Given task:
Copy the lines of the records from the one holding "the black sandal." through the one holding "[86,130,411,477]", inclusive, substituting "sun hat" for "straw hat" and leaving everything else as it stands.

## START Material to process

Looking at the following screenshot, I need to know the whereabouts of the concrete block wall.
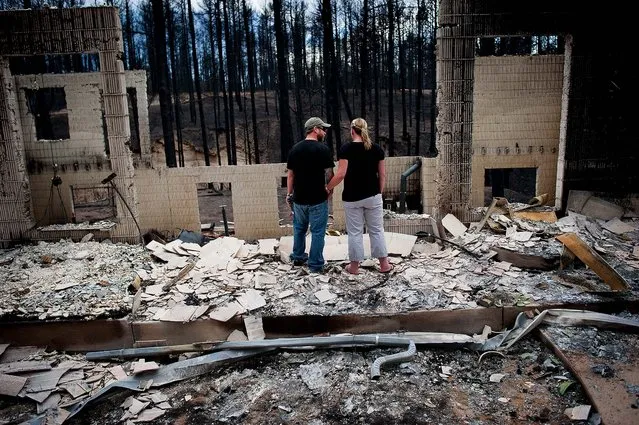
[29,166,111,230]
[124,71,152,163]
[135,157,435,239]
[15,71,151,165]
[420,157,437,215]
[471,55,564,207]
[15,73,107,164]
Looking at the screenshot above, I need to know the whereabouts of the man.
[286,117,335,273]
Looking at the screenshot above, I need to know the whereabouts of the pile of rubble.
[0,190,639,425]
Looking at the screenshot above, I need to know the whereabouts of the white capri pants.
[344,193,388,261]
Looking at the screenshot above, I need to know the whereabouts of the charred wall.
[0,7,138,241]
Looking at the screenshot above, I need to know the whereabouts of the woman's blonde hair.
[351,118,373,150]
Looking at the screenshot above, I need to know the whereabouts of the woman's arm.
[377,159,386,194]
[326,159,348,193]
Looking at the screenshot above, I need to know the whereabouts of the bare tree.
[242,0,260,164]
[321,0,342,155]
[186,0,211,166]
[273,0,293,162]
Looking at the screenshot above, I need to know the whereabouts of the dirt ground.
[58,337,589,425]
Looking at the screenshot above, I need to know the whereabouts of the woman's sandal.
[379,264,395,274]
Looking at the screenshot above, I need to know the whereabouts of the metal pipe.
[86,335,412,361]
[399,157,422,213]
[371,339,417,379]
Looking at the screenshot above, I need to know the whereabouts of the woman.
[326,118,393,274]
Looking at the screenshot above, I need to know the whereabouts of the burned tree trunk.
[186,0,211,166]
[166,1,184,167]
[151,0,177,167]
[273,0,293,162]
[322,0,342,155]
[242,0,260,164]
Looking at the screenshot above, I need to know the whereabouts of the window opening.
[25,87,69,140]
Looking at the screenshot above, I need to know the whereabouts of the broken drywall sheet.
[442,213,468,237]
[566,190,625,220]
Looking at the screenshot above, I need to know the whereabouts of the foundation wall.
[471,55,564,207]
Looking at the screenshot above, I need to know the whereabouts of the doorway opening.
[484,168,537,206]
[197,182,235,236]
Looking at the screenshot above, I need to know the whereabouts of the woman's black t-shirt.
[337,142,384,202]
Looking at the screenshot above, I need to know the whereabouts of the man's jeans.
[290,201,328,272]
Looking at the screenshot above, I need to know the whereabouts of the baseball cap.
[304,117,331,133]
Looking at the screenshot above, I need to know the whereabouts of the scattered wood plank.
[557,233,630,291]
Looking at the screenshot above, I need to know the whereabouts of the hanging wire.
[33,141,68,228]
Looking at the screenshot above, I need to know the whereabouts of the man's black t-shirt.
[337,142,384,202]
[286,139,335,205]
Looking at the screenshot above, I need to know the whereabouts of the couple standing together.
[286,117,393,274]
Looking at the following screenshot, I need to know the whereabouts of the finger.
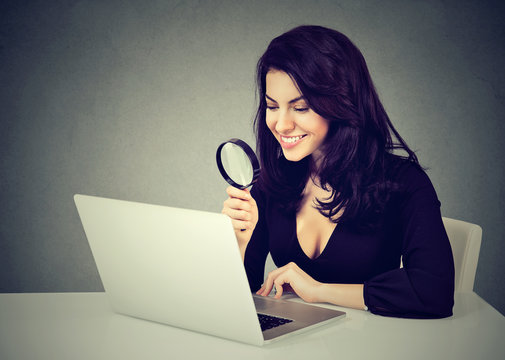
[274,273,289,299]
[223,198,252,211]
[226,186,252,200]
[260,266,285,296]
[231,219,252,231]
[221,208,252,221]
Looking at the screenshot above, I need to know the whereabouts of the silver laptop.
[74,195,345,345]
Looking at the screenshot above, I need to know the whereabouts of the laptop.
[74,194,345,346]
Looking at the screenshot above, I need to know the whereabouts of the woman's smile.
[265,70,329,161]
[280,134,307,149]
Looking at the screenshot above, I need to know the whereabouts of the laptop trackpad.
[253,294,345,340]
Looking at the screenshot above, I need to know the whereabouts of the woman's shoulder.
[385,154,433,193]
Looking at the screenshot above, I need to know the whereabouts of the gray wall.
[0,0,505,313]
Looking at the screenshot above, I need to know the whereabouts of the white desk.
[0,293,505,360]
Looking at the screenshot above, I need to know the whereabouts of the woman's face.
[266,70,329,161]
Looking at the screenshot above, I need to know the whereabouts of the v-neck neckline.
[293,215,342,261]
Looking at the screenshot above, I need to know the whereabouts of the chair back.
[442,217,482,291]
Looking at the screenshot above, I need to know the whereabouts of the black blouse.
[244,157,454,318]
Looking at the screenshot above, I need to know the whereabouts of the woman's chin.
[282,149,307,162]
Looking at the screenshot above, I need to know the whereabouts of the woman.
[223,26,454,318]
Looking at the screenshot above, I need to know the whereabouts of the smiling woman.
[223,26,454,318]
[265,70,328,161]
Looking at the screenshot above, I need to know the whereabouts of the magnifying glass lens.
[221,142,253,187]
[216,139,260,189]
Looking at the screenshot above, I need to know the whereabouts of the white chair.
[442,217,482,291]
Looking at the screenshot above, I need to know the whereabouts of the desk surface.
[0,293,505,360]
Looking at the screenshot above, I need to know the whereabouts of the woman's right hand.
[221,186,258,252]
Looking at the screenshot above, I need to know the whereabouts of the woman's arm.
[257,262,366,310]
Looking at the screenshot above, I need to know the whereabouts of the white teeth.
[281,136,303,143]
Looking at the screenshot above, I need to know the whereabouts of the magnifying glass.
[216,139,260,190]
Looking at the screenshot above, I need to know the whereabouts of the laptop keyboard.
[258,313,293,331]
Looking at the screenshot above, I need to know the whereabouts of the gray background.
[0,0,505,313]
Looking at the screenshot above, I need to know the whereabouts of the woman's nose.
[275,112,295,134]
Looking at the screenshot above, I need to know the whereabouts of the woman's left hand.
[256,262,322,303]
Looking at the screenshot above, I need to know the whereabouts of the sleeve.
[244,185,269,292]
[363,168,454,318]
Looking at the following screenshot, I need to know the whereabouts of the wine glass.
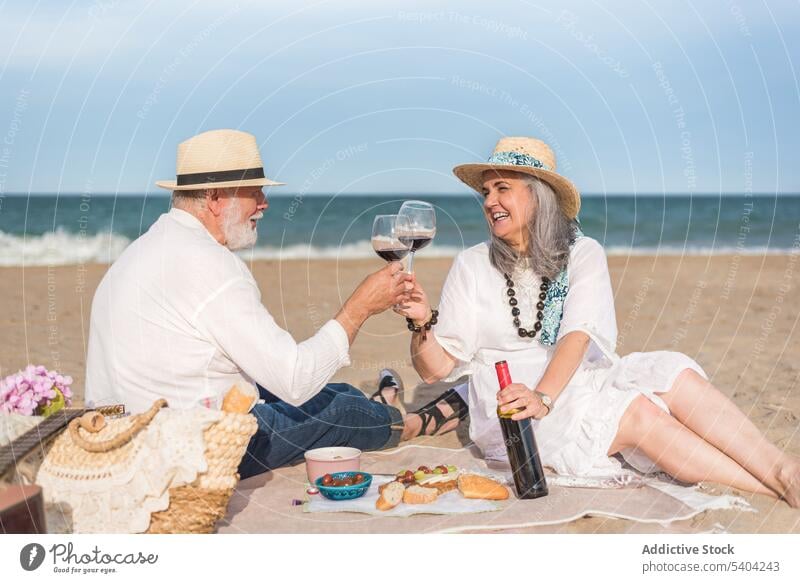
[398,200,436,273]
[372,215,410,261]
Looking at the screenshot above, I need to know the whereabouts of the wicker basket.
[37,399,258,534]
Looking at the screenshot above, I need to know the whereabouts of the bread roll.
[375,482,406,511]
[403,486,439,504]
[458,474,508,500]
[222,385,253,413]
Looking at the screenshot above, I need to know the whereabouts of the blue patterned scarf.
[539,225,583,346]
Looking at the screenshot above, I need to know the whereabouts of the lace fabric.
[37,408,223,533]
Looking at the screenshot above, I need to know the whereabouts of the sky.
[0,0,800,195]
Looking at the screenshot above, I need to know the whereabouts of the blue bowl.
[314,472,372,500]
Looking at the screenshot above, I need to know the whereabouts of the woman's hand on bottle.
[394,274,432,326]
[497,383,547,421]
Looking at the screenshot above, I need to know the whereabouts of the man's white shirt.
[86,209,350,413]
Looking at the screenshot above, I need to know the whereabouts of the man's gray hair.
[172,188,235,211]
[489,174,577,279]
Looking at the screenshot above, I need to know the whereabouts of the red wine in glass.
[372,215,411,261]
[398,200,436,273]
[375,247,408,261]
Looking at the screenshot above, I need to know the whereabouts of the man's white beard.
[222,198,258,251]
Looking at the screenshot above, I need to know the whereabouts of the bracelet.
[406,310,439,334]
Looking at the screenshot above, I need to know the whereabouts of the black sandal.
[412,389,469,437]
[370,368,405,416]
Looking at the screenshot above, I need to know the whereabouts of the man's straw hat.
[453,138,581,219]
[156,130,284,190]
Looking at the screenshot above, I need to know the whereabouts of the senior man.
[86,130,411,477]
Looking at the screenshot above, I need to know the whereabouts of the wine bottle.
[494,360,548,499]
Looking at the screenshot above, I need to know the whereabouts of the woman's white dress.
[434,236,708,476]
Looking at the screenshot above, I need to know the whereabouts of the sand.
[0,253,800,533]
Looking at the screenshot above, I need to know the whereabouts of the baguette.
[403,486,439,504]
[458,474,508,500]
[375,482,406,511]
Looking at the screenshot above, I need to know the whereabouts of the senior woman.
[398,138,800,507]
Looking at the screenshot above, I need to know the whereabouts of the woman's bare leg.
[608,396,778,498]
[656,369,800,507]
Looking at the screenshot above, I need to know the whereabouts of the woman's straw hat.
[453,138,581,219]
[156,130,284,190]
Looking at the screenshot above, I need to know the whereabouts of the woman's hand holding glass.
[394,274,432,326]
[497,383,548,421]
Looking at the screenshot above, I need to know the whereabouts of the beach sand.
[0,253,800,533]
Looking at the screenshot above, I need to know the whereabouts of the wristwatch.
[533,391,553,415]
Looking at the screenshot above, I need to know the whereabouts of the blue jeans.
[239,383,403,479]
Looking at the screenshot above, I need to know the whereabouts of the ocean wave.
[0,229,800,267]
[0,228,131,266]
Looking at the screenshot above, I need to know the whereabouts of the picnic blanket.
[218,445,754,533]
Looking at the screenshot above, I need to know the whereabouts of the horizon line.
[0,191,800,200]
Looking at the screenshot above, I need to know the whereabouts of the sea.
[0,193,800,266]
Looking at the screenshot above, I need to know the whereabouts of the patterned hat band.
[487,152,552,171]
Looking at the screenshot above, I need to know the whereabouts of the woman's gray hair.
[489,173,577,279]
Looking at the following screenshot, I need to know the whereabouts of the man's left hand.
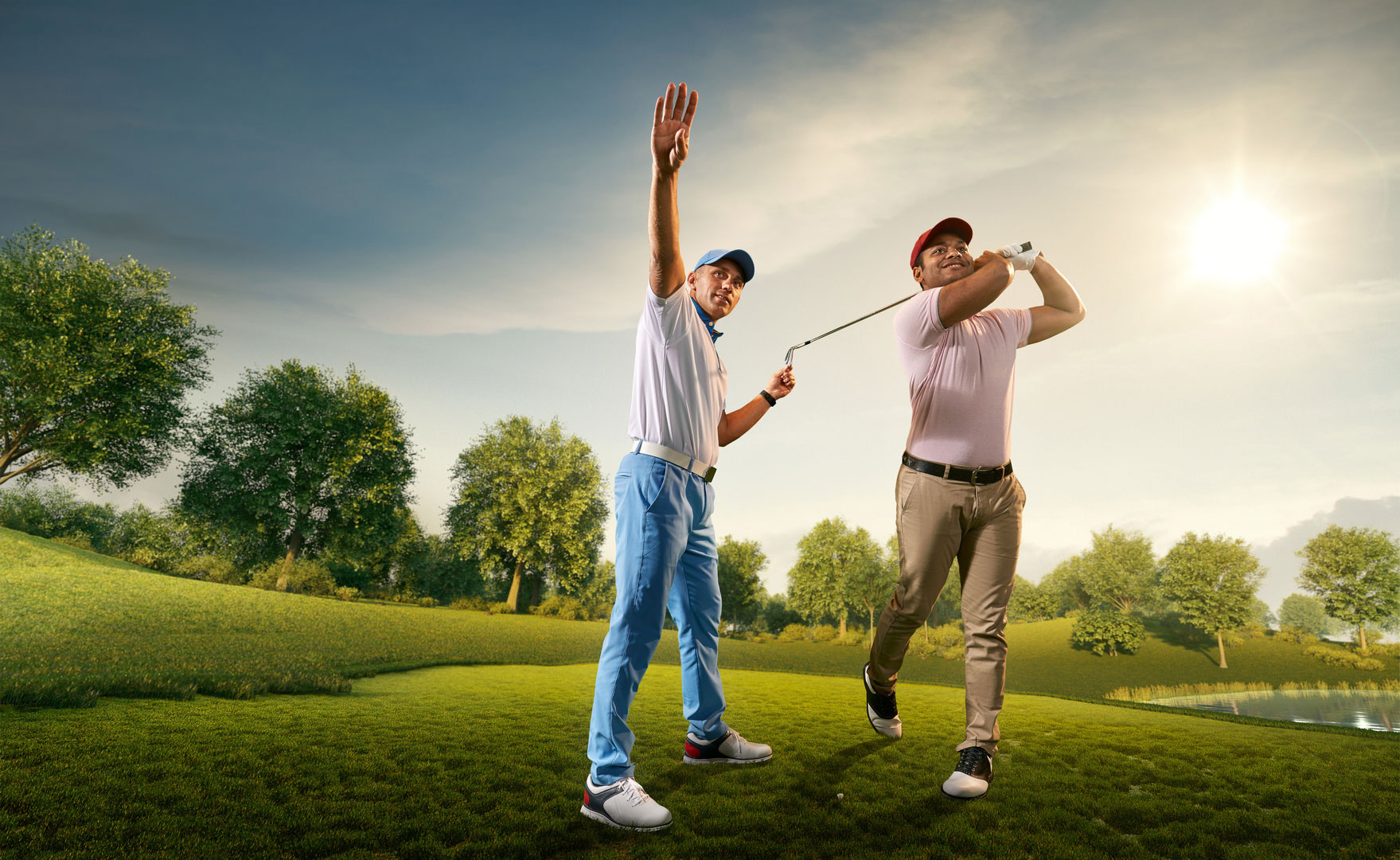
[763,364,797,399]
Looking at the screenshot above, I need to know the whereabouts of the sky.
[0,0,1400,605]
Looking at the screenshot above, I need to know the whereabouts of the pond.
[1152,689,1400,731]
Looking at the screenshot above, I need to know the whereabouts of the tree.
[1007,576,1060,622]
[788,517,880,636]
[1278,594,1334,636]
[719,535,769,627]
[447,415,607,612]
[1040,555,1095,612]
[1298,526,1400,651]
[179,358,413,588]
[1078,526,1156,615]
[1162,532,1264,670]
[1070,608,1147,657]
[841,528,899,646]
[0,225,218,487]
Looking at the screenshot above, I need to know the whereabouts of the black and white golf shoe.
[681,729,773,764]
[944,747,991,799]
[863,663,904,741]
[578,776,671,831]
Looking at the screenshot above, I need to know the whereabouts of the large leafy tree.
[179,358,413,587]
[719,535,769,626]
[0,225,218,486]
[1040,553,1095,612]
[1077,526,1156,615]
[1162,532,1264,670]
[788,517,882,636]
[447,415,607,611]
[1278,594,1333,636]
[1298,526,1400,650]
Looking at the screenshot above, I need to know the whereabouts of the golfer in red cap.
[865,218,1083,799]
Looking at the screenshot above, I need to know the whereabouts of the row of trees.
[0,225,607,608]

## END Material to process

Result:
Looking at the screenshot above, I need to know the whereabouts of the black sandal.
[412,389,469,437]
[370,368,405,416]
Looking at the screenshot above, I need to know the whereabouts of the man's sun hat.
[453,138,581,219]
[156,130,284,190]
Looking at the screenshot above, I need to know the whereabouts of the senior man.
[86,130,411,477]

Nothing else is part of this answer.